• **YOUR GOAL**:
Could you copy every one of the rows below word for word, keeping each line unchanged?
+---+
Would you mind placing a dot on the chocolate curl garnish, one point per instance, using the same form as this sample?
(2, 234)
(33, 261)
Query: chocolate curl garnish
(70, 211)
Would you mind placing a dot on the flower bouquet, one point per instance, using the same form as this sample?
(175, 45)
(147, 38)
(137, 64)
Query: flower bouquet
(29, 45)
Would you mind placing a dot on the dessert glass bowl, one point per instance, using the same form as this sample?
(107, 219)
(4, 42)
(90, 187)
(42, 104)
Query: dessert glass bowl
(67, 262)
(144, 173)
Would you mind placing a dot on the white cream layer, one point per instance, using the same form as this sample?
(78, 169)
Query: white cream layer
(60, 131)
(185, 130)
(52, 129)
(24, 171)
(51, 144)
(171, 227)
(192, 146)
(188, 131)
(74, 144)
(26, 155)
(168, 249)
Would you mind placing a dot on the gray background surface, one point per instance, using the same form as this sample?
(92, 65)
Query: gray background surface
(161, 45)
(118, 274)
+---+
• **SOLUTION FOR THIS TASK**:
Would you mind placing a dot on the chocolate curl garnish, one point per instance, using the same form as this sample?
(2, 234)
(33, 261)
Query: chocolate curl garnish
(70, 211)
Would you mind placing a dot on the flower bouquet, one point per instance, using the same form as this sample?
(175, 45)
(147, 38)
(137, 64)
Query: flower bouquet
(29, 45)
Would you mind placing a dot on the dessert glass bowl, one point per instance, using the same form as this sample?
(107, 219)
(4, 42)
(90, 187)
(42, 104)
Query: dessert glass bowl
(67, 262)
(144, 173)
Would you mind placing a dot on the white cream layer, one point per instance, using the same form as this sample?
(78, 169)
Query: white cream layer
(60, 131)
(185, 130)
(52, 129)
(24, 171)
(51, 144)
(171, 227)
(192, 146)
(188, 131)
(74, 144)
(26, 155)
(168, 249)
Would you mind placing a dot on the gray background surface, one point per instance, using the same form as this sample?
(92, 65)
Query: gray background surface
(161, 45)
(118, 274)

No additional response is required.